## What needs to be done
Set out the stretch from the line containing "target | weathered wood branch" through the end of the entries as a two-column CSV with the headers instruction and pins. Give one row per entry, with its text under instruction and its answer under pins, each in a single quoted field with line breaks turned into spaces.

## Provided data
=======
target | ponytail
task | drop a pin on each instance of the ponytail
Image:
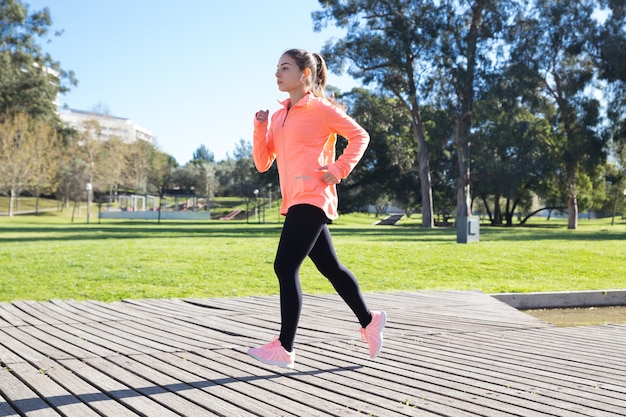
(319, 83)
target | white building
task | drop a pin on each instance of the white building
(110, 126)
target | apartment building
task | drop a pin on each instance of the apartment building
(110, 126)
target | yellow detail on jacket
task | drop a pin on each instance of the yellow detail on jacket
(302, 138)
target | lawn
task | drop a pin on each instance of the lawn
(46, 256)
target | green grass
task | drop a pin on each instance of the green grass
(45, 257)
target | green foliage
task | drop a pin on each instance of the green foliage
(133, 259)
(29, 79)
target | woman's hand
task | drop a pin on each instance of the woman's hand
(261, 116)
(327, 177)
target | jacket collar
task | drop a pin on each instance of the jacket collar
(302, 102)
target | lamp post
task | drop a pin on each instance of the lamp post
(88, 188)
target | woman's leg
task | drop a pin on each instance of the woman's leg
(302, 227)
(345, 283)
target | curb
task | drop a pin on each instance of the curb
(564, 299)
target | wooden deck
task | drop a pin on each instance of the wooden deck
(446, 354)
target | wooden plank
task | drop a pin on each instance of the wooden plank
(448, 354)
(55, 395)
(135, 380)
(279, 387)
(24, 352)
(184, 384)
(6, 410)
(209, 381)
(88, 393)
(17, 317)
(131, 398)
(23, 398)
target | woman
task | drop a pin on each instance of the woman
(301, 138)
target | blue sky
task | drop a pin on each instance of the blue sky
(194, 72)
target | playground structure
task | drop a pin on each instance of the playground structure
(146, 207)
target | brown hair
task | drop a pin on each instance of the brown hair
(315, 62)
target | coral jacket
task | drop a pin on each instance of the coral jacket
(302, 141)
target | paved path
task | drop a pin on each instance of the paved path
(446, 354)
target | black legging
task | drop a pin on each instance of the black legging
(305, 233)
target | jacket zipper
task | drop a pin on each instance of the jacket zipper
(286, 176)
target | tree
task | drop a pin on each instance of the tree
(45, 159)
(203, 154)
(17, 141)
(30, 80)
(558, 41)
(388, 44)
(386, 172)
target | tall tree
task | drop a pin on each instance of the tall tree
(559, 43)
(388, 43)
(17, 142)
(386, 171)
(203, 154)
(471, 48)
(30, 79)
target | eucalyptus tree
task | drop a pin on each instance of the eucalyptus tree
(472, 49)
(30, 79)
(558, 42)
(390, 45)
(386, 171)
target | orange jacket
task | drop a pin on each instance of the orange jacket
(302, 140)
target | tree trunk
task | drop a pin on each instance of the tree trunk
(11, 202)
(463, 206)
(497, 211)
(428, 219)
(572, 200)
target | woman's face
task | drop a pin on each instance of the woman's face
(288, 76)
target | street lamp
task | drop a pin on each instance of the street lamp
(88, 188)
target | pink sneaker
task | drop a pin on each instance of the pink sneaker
(274, 354)
(373, 333)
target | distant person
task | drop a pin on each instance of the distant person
(301, 138)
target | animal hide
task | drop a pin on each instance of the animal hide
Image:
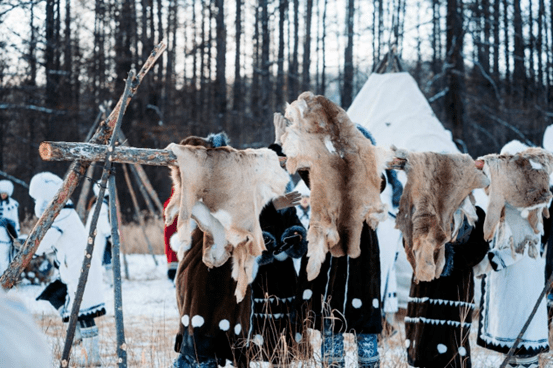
(224, 191)
(344, 173)
(434, 203)
(521, 181)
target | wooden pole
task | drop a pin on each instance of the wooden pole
(138, 213)
(81, 203)
(67, 151)
(144, 178)
(121, 240)
(73, 317)
(117, 290)
(71, 181)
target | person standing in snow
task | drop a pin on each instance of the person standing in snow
(439, 312)
(510, 288)
(67, 239)
(275, 327)
(211, 322)
(345, 297)
(9, 207)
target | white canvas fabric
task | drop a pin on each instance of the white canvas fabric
(392, 107)
(511, 292)
(6, 186)
(548, 138)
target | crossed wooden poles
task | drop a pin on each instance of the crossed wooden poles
(101, 147)
(106, 133)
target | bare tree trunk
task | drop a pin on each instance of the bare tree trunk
(506, 46)
(347, 89)
(293, 74)
(221, 81)
(237, 88)
(455, 75)
(519, 74)
(323, 67)
(306, 77)
(279, 91)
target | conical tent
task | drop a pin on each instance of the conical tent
(392, 107)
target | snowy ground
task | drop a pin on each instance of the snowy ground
(151, 321)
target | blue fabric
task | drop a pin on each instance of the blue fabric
(218, 140)
(332, 349)
(367, 351)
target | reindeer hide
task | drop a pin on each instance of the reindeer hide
(522, 182)
(224, 191)
(435, 197)
(344, 173)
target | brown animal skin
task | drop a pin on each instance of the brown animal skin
(437, 185)
(345, 174)
(522, 181)
(224, 191)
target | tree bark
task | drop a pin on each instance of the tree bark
(70, 151)
(455, 75)
(347, 89)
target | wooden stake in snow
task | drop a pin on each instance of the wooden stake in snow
(78, 168)
(116, 260)
(92, 231)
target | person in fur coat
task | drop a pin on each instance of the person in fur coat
(345, 297)
(170, 254)
(510, 288)
(213, 328)
(439, 312)
(9, 207)
(275, 328)
(67, 238)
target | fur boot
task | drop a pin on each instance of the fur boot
(88, 354)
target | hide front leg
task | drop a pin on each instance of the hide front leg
(423, 251)
(318, 248)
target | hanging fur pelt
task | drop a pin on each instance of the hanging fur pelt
(344, 173)
(224, 191)
(521, 181)
(435, 197)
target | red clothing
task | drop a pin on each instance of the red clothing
(168, 232)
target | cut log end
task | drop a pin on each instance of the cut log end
(45, 151)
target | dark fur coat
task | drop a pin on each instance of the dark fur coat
(439, 312)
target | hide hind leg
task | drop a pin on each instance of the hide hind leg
(317, 250)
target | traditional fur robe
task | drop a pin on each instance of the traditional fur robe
(212, 323)
(276, 329)
(347, 289)
(345, 172)
(224, 191)
(439, 312)
(437, 186)
(510, 291)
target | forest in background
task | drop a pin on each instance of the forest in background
(486, 67)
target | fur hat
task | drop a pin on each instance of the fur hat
(513, 147)
(44, 186)
(548, 138)
(302, 189)
(96, 188)
(6, 186)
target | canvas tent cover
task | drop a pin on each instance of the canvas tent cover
(392, 107)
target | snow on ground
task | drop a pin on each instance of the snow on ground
(151, 320)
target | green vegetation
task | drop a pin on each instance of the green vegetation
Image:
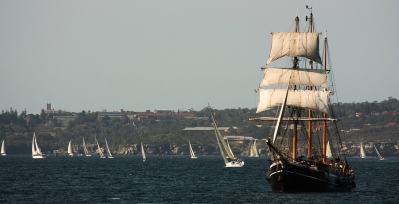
(376, 121)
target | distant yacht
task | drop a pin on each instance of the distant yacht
(3, 150)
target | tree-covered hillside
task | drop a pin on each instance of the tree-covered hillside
(367, 122)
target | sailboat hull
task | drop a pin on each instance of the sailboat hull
(38, 156)
(291, 177)
(235, 164)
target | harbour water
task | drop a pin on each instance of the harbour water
(174, 179)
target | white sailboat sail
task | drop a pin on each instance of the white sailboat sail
(70, 153)
(3, 150)
(362, 151)
(108, 152)
(228, 156)
(328, 151)
(303, 77)
(85, 149)
(192, 154)
(36, 152)
(143, 153)
(310, 99)
(289, 44)
(378, 153)
(99, 150)
(255, 149)
(250, 149)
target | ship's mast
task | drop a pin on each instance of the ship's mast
(324, 139)
(295, 132)
(310, 88)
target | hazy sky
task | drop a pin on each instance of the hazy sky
(180, 54)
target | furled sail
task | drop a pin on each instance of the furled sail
(310, 99)
(287, 44)
(304, 77)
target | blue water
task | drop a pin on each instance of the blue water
(174, 179)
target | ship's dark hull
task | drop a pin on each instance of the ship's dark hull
(294, 177)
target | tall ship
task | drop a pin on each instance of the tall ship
(299, 100)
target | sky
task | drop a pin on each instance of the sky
(181, 54)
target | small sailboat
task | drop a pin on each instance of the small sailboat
(99, 150)
(36, 151)
(378, 153)
(110, 156)
(229, 159)
(85, 149)
(70, 153)
(254, 149)
(143, 153)
(362, 151)
(191, 151)
(3, 150)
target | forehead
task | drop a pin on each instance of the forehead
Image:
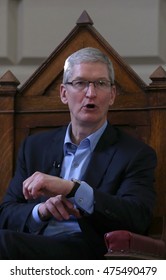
(90, 70)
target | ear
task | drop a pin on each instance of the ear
(112, 95)
(63, 94)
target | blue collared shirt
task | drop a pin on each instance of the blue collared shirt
(75, 163)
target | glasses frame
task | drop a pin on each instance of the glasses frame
(87, 84)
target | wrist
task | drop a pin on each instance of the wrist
(42, 214)
(76, 185)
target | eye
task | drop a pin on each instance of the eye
(101, 83)
(79, 83)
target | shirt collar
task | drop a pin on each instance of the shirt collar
(90, 140)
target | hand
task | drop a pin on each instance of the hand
(40, 184)
(59, 207)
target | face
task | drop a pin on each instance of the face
(88, 107)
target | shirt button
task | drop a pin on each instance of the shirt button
(75, 164)
(80, 200)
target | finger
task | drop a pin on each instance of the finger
(57, 209)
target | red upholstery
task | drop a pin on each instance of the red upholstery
(123, 243)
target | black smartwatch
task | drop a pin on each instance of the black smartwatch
(77, 184)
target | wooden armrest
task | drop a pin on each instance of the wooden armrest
(122, 244)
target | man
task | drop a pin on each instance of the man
(74, 184)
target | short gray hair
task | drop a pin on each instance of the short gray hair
(86, 55)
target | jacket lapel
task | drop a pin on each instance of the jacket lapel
(54, 153)
(101, 157)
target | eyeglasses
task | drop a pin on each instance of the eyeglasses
(102, 85)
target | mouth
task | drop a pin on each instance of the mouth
(90, 106)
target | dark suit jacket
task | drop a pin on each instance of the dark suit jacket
(121, 172)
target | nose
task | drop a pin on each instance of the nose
(91, 90)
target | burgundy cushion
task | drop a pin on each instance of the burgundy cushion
(123, 241)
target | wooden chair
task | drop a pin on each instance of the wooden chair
(140, 109)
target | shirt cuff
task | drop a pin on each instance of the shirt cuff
(84, 198)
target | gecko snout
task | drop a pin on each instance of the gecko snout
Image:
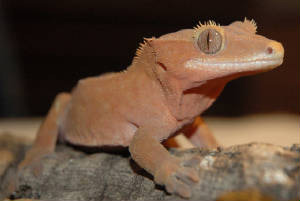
(275, 49)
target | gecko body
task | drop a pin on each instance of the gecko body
(171, 81)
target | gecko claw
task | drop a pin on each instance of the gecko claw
(177, 178)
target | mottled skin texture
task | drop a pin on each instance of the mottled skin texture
(171, 81)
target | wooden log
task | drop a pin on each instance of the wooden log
(265, 171)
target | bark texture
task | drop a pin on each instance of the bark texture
(263, 171)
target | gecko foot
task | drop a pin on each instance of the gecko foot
(177, 177)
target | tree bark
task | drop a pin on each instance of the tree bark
(263, 171)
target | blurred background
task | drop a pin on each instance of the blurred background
(47, 46)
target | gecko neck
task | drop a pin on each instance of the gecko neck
(185, 99)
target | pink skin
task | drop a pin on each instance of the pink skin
(169, 84)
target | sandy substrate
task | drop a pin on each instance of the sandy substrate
(279, 129)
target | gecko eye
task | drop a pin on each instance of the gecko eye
(210, 41)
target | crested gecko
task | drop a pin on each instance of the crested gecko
(171, 81)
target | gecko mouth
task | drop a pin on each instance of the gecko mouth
(235, 66)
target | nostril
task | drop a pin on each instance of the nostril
(269, 50)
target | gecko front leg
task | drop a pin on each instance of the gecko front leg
(199, 134)
(167, 170)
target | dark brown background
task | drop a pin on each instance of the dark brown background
(46, 46)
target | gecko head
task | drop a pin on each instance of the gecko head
(210, 51)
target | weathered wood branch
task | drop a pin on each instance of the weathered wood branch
(70, 174)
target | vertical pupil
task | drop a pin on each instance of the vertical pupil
(207, 40)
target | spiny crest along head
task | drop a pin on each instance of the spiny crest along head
(247, 25)
(141, 48)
=======
## Complete output
instruction,pins
"target | weathered wood branch task | drop a pin on each instance of the weathered wood branch","(70, 174)"
"target | vertical pupil task | drop a pin on each instance of the vertical pupil","(207, 40)"
"target | spiny crest along head task | drop a pin on each instance of the spiny crest along head","(247, 25) (141, 48)"